[START OF Passage to read]

The Obama administration wants to eliminate chronic homelessness among veterans by 2015. And the total number of veterans living on the streets has fallen by a third since 2010. That's about 25,000 fewer veterans without housing. But among some vets - men and women with children - homelessness is up. NPR's Quil Lawrence looks at what's being done to help them.

QUIL LAWRENCE, BYLINE: Every summer for the past 27 years, an event called Stand Down in San Diego has offered an escape for homeless veterans. It's a tent city set up for a long weekend with hot showers, new clothes and three meals a day. It feels more like a state fair than a soup line. It's mostly men - Vietnam era. But there are lots of families, too. For the kids, stand down is a bit like summer camp.

ALEX MORALES: They got the kid zone and everything. My kids leave out of here very happy. They look forward to coming here from last year.

[END OF Passage to read]
[START OF Data]

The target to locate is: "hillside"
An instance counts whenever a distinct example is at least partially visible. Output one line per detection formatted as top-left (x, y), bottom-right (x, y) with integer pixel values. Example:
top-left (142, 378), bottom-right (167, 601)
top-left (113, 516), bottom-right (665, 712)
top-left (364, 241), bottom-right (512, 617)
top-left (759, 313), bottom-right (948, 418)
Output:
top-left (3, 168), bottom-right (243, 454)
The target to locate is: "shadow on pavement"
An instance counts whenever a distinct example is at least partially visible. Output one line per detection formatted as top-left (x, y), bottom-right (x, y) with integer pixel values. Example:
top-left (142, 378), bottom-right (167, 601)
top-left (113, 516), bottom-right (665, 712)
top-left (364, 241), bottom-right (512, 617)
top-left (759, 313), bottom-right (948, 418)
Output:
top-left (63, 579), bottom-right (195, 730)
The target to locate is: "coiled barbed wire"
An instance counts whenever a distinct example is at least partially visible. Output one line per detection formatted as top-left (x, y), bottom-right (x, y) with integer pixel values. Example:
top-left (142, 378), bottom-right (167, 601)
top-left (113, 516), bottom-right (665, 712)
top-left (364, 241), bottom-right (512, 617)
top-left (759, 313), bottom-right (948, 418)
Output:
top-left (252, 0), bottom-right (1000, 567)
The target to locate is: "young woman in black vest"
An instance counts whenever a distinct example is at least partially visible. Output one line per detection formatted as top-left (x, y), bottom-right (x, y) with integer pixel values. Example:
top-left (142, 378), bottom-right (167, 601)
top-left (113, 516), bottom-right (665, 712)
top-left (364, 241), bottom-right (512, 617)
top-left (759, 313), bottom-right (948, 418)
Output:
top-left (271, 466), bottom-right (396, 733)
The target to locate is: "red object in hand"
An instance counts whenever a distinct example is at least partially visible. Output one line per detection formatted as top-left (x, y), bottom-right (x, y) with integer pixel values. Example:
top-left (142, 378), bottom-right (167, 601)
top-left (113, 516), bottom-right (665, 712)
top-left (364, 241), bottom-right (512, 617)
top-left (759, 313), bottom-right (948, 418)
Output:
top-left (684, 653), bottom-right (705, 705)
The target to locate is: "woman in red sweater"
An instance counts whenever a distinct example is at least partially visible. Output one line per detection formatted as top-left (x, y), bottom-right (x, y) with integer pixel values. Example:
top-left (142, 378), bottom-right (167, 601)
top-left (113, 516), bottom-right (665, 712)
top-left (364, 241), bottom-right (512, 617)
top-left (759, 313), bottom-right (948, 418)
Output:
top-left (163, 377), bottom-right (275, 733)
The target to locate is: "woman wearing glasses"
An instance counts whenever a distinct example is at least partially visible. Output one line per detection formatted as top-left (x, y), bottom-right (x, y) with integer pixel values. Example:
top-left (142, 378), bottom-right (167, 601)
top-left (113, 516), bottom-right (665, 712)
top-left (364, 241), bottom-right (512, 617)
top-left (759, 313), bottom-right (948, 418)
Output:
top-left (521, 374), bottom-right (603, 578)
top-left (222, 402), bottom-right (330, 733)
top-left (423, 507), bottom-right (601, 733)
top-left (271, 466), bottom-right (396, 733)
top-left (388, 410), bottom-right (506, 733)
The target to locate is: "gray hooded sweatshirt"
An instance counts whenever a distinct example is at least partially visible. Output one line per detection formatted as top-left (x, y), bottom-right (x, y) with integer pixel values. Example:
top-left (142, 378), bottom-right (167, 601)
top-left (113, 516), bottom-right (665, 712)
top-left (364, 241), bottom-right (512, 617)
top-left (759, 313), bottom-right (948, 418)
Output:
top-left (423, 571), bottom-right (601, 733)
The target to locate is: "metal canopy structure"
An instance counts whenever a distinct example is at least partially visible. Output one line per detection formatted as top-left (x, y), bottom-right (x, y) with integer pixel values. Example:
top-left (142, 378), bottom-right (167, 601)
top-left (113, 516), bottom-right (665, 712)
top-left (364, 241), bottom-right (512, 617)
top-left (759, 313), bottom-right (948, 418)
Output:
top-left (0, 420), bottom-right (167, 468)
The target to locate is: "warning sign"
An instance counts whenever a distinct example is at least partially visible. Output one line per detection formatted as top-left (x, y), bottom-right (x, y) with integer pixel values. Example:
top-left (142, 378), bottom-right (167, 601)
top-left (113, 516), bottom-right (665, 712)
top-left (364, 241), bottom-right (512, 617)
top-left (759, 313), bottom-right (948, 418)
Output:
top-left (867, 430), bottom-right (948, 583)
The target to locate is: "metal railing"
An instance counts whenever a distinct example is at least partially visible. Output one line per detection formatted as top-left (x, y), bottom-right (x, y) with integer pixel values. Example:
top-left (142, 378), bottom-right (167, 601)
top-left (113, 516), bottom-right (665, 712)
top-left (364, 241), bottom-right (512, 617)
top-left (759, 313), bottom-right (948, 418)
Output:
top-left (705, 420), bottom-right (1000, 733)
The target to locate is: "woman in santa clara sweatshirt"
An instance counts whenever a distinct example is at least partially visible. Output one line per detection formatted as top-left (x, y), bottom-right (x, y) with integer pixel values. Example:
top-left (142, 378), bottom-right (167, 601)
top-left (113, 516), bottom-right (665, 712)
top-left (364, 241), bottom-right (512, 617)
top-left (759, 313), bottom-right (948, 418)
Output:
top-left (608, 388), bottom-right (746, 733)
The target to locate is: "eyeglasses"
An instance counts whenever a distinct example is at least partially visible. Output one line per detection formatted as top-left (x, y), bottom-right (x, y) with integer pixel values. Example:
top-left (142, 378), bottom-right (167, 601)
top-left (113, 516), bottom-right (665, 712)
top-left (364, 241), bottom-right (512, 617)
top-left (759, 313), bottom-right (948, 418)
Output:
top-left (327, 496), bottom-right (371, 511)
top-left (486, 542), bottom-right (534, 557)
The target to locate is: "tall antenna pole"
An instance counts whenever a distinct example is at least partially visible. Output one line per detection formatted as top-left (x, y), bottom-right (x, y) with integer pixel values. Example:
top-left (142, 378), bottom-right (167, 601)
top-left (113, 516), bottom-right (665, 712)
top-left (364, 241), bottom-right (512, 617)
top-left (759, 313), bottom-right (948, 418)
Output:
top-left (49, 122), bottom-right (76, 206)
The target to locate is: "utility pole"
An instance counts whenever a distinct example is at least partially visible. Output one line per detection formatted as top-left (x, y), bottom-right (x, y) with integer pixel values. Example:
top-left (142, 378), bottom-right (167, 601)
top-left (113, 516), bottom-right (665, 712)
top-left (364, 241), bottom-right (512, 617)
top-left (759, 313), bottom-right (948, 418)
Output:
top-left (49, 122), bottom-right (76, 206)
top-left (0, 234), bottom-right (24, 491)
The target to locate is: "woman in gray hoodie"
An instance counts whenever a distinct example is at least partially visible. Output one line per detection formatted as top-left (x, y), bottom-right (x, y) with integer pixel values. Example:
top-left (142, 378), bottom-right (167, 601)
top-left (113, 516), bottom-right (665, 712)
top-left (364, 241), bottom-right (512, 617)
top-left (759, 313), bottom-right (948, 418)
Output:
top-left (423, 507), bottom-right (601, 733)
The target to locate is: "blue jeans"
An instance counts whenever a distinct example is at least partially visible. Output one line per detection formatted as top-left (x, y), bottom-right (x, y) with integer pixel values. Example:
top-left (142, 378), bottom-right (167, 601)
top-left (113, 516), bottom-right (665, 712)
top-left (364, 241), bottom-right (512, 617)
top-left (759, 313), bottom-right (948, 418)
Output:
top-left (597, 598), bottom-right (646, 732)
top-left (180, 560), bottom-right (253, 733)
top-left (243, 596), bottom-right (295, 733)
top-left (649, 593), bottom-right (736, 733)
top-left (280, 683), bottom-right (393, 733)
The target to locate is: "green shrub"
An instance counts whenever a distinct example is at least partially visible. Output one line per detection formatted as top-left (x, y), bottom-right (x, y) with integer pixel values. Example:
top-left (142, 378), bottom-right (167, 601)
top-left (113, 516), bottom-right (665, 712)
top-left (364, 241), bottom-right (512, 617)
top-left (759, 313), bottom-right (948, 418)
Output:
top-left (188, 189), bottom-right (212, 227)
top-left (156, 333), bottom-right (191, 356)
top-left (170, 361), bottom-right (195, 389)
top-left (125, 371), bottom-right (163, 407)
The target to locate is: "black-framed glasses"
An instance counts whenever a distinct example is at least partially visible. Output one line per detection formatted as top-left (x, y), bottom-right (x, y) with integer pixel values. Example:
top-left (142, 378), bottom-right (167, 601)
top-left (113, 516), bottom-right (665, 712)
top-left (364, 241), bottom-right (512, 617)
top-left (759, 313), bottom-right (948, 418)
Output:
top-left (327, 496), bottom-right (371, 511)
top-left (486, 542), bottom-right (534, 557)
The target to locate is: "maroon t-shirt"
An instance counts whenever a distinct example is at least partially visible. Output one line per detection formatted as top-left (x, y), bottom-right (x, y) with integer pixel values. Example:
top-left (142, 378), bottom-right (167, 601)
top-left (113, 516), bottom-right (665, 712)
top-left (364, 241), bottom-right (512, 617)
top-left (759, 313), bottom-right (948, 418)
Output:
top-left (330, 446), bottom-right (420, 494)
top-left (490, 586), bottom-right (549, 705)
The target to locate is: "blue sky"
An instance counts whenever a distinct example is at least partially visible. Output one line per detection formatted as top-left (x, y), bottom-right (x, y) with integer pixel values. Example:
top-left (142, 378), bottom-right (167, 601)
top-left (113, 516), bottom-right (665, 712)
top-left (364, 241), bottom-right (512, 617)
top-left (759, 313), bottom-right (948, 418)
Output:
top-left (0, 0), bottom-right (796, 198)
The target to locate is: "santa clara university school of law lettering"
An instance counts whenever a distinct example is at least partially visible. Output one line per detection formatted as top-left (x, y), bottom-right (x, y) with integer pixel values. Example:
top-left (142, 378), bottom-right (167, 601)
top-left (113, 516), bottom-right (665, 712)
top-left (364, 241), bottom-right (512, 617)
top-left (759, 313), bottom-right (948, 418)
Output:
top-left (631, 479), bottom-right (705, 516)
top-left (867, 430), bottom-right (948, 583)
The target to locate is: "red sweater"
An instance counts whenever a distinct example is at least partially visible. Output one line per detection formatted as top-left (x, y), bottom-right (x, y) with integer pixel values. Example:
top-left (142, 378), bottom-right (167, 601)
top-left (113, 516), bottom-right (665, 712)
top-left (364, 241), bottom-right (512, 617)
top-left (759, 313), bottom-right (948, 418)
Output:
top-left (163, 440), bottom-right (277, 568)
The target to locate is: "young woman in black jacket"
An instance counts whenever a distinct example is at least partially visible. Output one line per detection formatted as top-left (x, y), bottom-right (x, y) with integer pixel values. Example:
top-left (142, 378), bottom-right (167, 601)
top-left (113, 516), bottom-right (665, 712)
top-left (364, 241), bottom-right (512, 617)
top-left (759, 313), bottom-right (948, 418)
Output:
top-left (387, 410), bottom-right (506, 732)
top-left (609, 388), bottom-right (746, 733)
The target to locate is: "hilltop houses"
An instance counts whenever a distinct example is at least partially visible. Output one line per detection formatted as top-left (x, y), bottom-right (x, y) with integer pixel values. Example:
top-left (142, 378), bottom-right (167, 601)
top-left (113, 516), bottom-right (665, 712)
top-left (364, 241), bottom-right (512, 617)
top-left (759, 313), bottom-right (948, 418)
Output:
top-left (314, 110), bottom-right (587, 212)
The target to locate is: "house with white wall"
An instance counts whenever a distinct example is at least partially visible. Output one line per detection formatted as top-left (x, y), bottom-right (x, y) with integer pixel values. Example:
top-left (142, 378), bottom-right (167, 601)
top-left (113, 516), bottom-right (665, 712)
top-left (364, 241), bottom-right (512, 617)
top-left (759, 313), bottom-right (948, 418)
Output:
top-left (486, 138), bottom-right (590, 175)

[END OF Data]

## [Objective 1]
Answer these questions from the passage on homeless veterans:
(a) By what year does the Obama administration want to end chronic homelessness among veterans?
(b) For how many years has Stand Down been held in San Diego each summer?
(c) According to Alex Morales, what area does the event have for children?
## [Objective 2]
Pick up the passage on homeless veterans after its final line and continue it.
The records were drawn from a separate source.

## [Result 1]
(a) 2015
(b) 27 years
(c) A kid zone

## [Result 2]
LAWRENCE: Alex Morales served in the Army in the 1970s. His five children have grown up coming to Stand Down. They see their friends here. His wife, Roberta, says the family has come here for nine years running.

ROBERTA: (Speaking Spanish).

LAWRENCE: (Speaking Spanish).

ROBERTA: (Speaking Spanish).

LAWRENCE: Some years the family had transitional housing. Sometimes they had jobs. But they always needed some help. Most homeless people slip in and out of housing, one paycheck or one bit of bad luck away from sleeping on the street. Just getting out of the military into this tough job market can be enough to push a veteran over the line, and that often means their families, too.

TRACY STURGIS: We were having troubles with paying the rent. He got out of the Navy, and I was unemployed. I couldn't find work. I had two young sons.

LAWRENCE: Over by the kids tent, Tracy Sturgis was watching her son play. They've been coming to Stand Down every year since 2004. Sturgis reckons she's been homeless three times over 10 years. In the past it's been the veteran who falls down, and his wife and family end up homeless with him. Now, frequently, it's the woman who's the veteran. Kim Porter served eight years in the Navy.

KIM PORTER: I've only been, like, homeless for a month this time around.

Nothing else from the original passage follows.